** What you will do **
Copy every line of the records that includes the word "response".
======== Listed records
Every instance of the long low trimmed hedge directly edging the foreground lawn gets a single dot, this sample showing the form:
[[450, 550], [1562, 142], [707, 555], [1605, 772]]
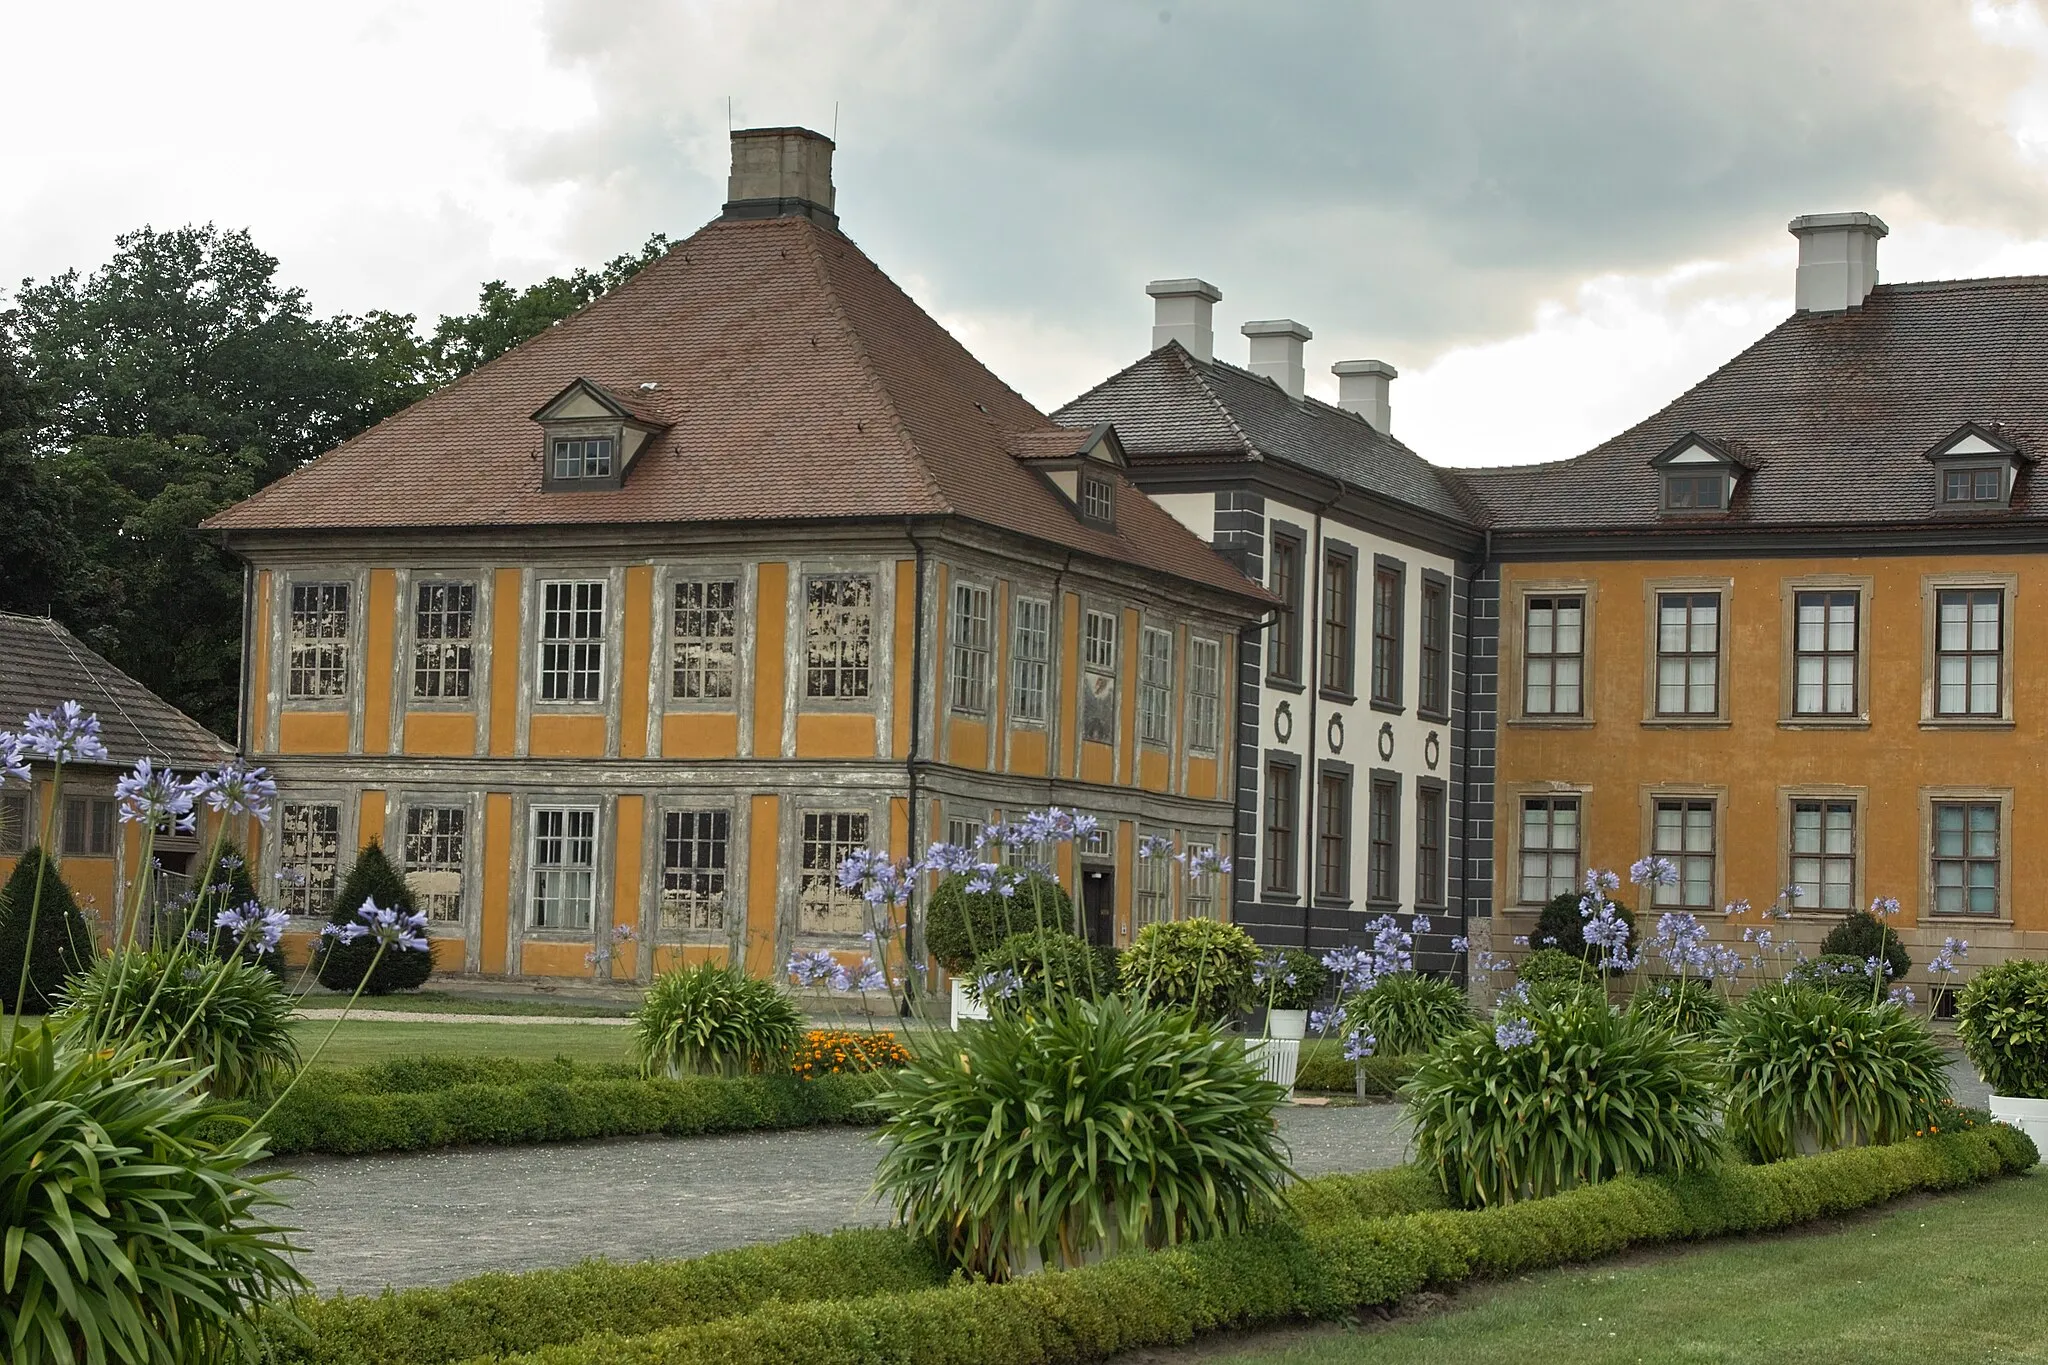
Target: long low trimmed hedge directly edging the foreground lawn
[[1326, 1268]]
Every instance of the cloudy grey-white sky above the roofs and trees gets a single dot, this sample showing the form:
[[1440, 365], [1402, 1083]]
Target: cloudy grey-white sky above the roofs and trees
[[1549, 218]]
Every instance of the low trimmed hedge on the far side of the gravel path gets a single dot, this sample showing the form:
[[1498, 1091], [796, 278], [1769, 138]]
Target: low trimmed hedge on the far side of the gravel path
[[413, 1104]]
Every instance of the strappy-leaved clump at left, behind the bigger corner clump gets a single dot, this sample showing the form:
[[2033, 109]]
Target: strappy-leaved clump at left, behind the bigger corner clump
[[226, 1016]]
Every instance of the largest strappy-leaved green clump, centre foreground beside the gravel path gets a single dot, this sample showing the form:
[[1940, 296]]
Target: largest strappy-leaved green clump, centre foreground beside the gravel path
[[1089, 1127]]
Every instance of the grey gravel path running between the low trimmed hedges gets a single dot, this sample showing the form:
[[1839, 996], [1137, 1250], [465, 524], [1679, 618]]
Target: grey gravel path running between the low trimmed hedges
[[437, 1217]]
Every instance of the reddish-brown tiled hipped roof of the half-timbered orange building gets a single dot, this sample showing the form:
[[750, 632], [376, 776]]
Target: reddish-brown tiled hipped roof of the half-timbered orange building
[[798, 382]]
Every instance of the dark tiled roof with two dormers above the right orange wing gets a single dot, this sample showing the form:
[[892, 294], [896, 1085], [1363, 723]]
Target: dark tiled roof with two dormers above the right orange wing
[[1832, 414]]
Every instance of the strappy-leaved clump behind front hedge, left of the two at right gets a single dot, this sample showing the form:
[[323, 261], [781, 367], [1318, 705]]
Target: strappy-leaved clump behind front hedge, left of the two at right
[[1558, 1098]]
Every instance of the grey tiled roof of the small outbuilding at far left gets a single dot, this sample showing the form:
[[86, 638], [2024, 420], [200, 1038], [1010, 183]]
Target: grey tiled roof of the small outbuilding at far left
[[44, 664]]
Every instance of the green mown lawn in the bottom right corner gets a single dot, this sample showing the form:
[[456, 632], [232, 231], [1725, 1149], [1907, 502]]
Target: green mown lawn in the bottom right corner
[[1957, 1278]]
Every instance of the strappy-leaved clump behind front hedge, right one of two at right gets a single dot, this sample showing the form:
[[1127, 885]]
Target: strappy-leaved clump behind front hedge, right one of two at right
[[1816, 1069]]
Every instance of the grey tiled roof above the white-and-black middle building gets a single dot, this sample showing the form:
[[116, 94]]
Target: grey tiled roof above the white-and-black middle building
[[1172, 406]]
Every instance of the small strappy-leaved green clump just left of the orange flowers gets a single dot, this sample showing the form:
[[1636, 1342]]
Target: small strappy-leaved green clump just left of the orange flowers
[[714, 1020]]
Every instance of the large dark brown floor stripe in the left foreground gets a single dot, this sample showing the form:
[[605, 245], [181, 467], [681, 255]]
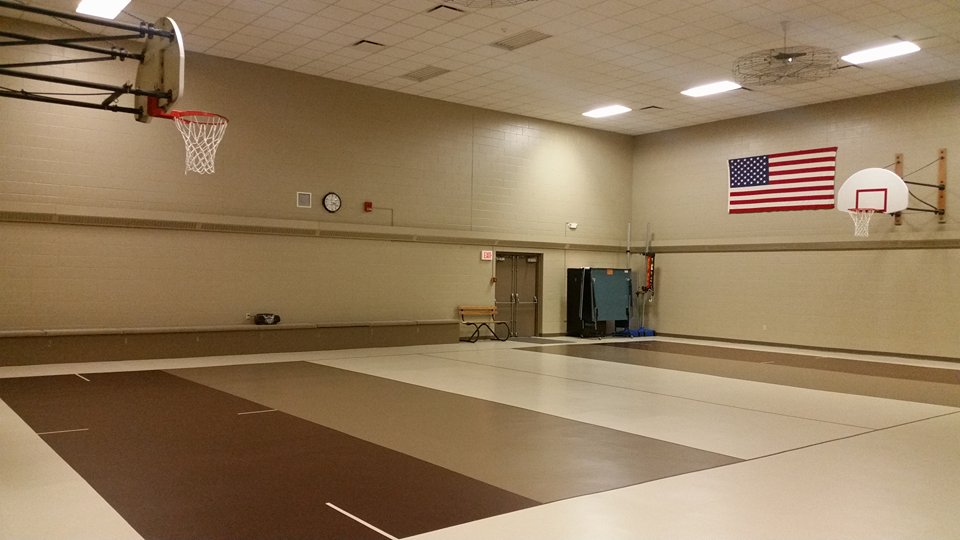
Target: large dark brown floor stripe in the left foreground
[[176, 460]]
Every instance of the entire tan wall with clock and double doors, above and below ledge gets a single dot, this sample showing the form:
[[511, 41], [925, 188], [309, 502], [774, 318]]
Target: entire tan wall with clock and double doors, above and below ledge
[[479, 179]]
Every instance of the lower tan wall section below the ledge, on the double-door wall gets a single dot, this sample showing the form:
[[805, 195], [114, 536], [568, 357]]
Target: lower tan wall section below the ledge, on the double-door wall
[[58, 276]]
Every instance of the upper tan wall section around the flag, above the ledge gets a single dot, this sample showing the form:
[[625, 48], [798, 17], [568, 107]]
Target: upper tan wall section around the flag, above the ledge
[[680, 176]]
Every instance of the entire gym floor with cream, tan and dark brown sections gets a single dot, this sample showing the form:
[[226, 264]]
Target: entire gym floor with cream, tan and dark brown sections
[[544, 439]]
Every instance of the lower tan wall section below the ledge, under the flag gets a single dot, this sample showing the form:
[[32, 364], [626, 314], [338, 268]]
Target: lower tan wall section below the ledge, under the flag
[[898, 302]]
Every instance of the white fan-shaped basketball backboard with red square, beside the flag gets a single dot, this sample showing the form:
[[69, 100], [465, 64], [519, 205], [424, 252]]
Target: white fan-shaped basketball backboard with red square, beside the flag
[[876, 189]]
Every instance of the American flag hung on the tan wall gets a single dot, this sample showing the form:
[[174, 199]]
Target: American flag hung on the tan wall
[[801, 180]]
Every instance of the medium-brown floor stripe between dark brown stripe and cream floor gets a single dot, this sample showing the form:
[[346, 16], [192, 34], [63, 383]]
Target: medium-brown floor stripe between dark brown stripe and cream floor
[[539, 456]]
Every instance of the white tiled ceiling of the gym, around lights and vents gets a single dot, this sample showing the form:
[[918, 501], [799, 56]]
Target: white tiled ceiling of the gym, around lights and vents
[[636, 51]]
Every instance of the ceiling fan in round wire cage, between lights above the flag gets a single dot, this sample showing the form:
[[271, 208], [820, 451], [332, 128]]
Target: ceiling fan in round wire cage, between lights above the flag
[[787, 65]]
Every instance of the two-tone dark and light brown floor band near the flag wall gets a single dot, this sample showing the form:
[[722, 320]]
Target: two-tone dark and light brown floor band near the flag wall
[[911, 383]]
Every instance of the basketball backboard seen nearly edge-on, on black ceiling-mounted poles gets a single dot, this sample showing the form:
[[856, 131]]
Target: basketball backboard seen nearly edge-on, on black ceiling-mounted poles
[[161, 69]]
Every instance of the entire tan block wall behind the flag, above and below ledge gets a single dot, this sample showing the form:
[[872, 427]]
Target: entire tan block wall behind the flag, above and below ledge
[[889, 300]]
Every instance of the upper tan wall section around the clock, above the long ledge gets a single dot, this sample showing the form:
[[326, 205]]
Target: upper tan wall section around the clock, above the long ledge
[[422, 162]]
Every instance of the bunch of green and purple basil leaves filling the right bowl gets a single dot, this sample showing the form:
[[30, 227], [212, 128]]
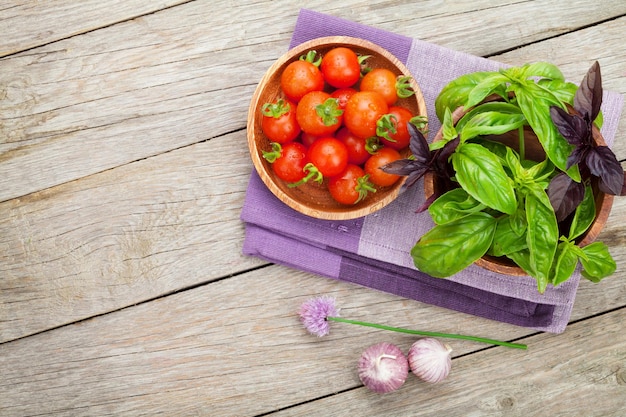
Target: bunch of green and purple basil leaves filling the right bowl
[[500, 203]]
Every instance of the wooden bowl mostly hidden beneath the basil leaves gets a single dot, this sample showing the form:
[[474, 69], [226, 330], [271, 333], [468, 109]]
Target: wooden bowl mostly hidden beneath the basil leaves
[[534, 151]]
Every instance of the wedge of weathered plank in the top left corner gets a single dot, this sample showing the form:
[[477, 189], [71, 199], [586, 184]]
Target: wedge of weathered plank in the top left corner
[[32, 24]]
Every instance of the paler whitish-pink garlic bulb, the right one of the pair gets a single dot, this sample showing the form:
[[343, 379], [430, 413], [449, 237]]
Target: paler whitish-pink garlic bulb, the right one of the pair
[[430, 360]]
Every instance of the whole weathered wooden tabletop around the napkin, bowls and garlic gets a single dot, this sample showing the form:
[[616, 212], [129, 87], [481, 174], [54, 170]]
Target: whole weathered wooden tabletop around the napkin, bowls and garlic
[[123, 170]]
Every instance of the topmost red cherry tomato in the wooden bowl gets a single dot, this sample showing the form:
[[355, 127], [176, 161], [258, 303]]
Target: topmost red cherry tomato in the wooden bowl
[[341, 67]]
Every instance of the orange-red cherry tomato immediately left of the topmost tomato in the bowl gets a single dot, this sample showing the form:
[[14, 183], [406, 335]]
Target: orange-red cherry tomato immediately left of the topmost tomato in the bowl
[[299, 78]]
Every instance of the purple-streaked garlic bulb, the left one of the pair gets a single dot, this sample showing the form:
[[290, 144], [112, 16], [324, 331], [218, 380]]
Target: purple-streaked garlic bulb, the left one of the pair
[[383, 368]]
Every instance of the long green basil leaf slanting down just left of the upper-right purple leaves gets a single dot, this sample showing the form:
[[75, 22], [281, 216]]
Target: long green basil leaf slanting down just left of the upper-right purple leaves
[[535, 103]]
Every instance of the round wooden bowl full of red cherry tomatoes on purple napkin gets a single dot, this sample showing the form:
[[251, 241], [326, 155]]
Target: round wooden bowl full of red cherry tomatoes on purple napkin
[[324, 118]]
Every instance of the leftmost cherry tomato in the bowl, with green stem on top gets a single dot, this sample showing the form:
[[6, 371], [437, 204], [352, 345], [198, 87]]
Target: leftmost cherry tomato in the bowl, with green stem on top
[[279, 121]]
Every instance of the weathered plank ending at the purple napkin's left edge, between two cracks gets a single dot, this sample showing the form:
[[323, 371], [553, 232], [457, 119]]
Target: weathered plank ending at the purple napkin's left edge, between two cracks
[[123, 236]]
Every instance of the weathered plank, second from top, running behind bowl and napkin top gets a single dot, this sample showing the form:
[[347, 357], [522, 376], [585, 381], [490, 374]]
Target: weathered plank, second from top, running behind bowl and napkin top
[[166, 80]]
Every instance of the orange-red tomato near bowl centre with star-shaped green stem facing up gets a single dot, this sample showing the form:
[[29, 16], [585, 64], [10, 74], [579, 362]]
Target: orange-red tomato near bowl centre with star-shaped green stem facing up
[[318, 114]]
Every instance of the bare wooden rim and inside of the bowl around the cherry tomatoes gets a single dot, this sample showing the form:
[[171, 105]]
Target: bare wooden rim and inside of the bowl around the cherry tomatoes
[[313, 199]]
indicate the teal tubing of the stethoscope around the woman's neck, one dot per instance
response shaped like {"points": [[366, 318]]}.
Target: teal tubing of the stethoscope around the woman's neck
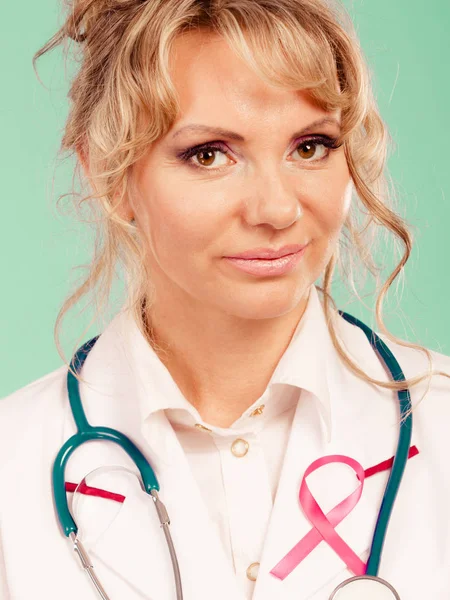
{"points": [[87, 432]]}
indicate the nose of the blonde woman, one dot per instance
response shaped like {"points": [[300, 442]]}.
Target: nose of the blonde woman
{"points": [[274, 200]]}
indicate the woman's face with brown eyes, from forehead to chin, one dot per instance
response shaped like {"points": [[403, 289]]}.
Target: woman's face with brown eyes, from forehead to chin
{"points": [[266, 188]]}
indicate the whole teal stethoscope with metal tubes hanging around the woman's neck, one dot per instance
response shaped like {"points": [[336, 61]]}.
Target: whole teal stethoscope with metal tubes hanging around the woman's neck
{"points": [[368, 586]]}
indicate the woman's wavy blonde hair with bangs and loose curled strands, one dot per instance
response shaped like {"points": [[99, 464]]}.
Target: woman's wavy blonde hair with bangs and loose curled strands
{"points": [[122, 100]]}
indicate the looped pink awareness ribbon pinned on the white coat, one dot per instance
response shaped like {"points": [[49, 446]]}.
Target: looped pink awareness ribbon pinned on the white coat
{"points": [[323, 525]]}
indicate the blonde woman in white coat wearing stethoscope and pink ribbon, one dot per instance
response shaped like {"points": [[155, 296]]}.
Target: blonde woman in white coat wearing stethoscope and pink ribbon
{"points": [[209, 130]]}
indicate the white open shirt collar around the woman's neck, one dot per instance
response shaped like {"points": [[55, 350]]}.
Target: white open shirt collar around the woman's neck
{"points": [[303, 365]]}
================
** Expected answer **
response shaped like {"points": [[366, 318]]}.
response shaped like {"points": [[300, 442]]}.
response shaped like {"points": [[403, 289]]}.
response shaped like {"points": [[336, 61]]}.
response shaped like {"points": [[99, 464]]}.
response shaped like {"points": [[49, 446]]}.
response shaped like {"points": [[155, 296]]}.
response shaped like {"points": [[55, 350]]}.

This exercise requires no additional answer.